A friend suggested that some in this group may have an interest in this.
ruos stands for Retro Useless Operating System
ruos is an OS for the long-obsolete PDP11/70 from Digital Equipment Corporation. ruos runs
on the simh simulator for that machine. It was written completely from scratch in C and
assembler. On a modern machine, the kernel and user code builds in a few seconds.
Overview:
It can run something less than 64 processes simultaneously with one user on the console
and others on other serial ports. Equal priority CPU-bound tasks share the CPU.
The user program API includes a number of stdio-like C functions
ruos was built using the gcc toolchain for the PDP11 (Thanks for those toolchain bug fixes
Paul Koning!)
Each user process is given exactly 64kB for code, data, heap, and stack and is (mostly)

* **GOAL**
Answer these questions using the ruos text:
1. What does the name ruos stand for?
2. Which simulator does ruos run on?
3. Which toolchain was used to build ruos?
The records that come after this text have nothing to do with it.

* **STORED DATA**

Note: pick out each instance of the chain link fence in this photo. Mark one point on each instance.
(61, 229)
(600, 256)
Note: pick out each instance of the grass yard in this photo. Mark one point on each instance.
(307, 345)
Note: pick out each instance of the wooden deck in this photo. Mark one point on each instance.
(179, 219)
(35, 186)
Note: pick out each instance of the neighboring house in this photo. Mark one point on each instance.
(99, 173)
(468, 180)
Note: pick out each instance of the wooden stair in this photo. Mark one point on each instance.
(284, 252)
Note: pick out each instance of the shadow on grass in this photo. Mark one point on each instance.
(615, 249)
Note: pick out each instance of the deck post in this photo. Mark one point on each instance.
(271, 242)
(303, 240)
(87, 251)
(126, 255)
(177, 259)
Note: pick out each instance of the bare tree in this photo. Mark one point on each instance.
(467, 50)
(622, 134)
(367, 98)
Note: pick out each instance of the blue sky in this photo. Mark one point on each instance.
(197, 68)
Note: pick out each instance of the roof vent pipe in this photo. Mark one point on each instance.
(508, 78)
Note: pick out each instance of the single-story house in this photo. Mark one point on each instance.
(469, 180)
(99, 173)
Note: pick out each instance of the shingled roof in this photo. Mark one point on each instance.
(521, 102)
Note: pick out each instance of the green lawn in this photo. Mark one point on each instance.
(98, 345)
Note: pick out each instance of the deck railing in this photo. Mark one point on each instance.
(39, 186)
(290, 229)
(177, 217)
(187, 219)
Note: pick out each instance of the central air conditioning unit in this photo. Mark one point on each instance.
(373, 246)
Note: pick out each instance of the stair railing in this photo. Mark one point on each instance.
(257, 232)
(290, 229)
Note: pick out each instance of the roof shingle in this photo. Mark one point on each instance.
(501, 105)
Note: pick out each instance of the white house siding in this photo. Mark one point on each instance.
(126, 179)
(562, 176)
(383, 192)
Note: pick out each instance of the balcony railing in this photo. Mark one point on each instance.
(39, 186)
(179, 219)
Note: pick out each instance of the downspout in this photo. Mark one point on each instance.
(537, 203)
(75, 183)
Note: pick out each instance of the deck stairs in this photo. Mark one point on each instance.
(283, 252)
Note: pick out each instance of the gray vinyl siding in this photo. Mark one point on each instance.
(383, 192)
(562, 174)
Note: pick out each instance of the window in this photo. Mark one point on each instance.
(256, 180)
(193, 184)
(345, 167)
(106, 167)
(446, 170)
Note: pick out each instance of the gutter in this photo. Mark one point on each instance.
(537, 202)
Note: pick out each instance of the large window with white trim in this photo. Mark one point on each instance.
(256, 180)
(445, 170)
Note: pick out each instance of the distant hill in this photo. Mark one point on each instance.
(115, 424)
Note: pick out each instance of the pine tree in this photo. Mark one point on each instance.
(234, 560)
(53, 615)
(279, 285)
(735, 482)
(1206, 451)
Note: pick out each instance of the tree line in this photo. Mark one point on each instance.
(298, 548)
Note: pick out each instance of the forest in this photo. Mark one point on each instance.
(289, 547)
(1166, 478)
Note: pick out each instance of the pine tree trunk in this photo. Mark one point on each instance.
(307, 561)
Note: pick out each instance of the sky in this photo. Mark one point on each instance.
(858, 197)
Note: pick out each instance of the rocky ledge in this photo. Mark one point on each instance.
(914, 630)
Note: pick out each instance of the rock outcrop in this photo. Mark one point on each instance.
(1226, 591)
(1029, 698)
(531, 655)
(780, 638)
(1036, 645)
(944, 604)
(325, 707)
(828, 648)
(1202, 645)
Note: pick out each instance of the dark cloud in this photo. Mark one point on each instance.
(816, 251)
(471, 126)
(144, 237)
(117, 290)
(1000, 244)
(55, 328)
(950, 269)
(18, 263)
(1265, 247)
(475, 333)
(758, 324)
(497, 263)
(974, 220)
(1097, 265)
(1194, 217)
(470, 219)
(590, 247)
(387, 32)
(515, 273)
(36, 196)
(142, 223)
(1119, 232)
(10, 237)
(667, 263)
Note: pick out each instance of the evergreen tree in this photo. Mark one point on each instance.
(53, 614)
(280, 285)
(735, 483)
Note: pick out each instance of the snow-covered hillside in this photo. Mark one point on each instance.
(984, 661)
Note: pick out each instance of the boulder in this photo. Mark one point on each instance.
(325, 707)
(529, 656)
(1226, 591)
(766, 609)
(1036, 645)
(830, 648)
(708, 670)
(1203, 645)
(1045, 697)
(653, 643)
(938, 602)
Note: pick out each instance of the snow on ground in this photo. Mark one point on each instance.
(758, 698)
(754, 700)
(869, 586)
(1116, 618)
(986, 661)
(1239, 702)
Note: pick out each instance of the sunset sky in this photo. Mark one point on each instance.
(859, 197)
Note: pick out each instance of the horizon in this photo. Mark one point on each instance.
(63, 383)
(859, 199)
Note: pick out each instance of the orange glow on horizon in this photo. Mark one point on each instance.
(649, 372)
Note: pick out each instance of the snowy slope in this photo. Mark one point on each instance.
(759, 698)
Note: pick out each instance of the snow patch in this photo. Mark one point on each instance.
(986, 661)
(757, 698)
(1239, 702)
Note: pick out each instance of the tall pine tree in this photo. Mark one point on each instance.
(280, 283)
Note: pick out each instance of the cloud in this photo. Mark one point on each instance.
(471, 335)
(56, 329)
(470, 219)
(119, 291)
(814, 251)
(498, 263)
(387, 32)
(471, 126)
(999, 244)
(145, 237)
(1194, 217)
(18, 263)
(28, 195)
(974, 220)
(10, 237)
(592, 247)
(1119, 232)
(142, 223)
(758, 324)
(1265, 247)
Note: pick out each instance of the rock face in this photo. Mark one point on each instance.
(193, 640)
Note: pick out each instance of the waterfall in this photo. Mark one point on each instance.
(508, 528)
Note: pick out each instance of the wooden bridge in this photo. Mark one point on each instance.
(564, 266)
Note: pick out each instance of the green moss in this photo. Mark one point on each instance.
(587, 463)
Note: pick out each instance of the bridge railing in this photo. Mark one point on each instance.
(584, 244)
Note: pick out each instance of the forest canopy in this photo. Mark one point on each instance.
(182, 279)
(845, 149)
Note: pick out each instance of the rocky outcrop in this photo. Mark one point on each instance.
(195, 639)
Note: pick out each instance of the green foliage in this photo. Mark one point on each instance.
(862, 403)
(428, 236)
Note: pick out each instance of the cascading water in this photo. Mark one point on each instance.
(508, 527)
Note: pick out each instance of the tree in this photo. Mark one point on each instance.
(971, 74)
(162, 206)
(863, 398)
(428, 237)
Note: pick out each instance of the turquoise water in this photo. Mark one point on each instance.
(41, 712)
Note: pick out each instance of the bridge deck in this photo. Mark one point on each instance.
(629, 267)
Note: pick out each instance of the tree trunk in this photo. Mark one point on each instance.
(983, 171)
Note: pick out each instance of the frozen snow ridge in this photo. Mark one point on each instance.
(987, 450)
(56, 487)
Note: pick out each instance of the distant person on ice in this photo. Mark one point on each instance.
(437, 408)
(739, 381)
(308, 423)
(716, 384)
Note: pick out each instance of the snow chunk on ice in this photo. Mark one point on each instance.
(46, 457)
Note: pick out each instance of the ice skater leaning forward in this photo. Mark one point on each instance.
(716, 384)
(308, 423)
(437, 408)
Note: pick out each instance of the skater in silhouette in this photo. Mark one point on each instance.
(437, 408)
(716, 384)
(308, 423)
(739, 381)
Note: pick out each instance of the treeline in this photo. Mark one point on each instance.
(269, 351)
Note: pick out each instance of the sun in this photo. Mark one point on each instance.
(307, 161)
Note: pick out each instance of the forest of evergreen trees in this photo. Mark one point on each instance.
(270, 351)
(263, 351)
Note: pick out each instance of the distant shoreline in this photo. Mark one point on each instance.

* **FULL RESPONSE**
1. Retro Useless Operating System
2. The simh simulator for the PDP11/70
3. The gcc toolchain for the PDP11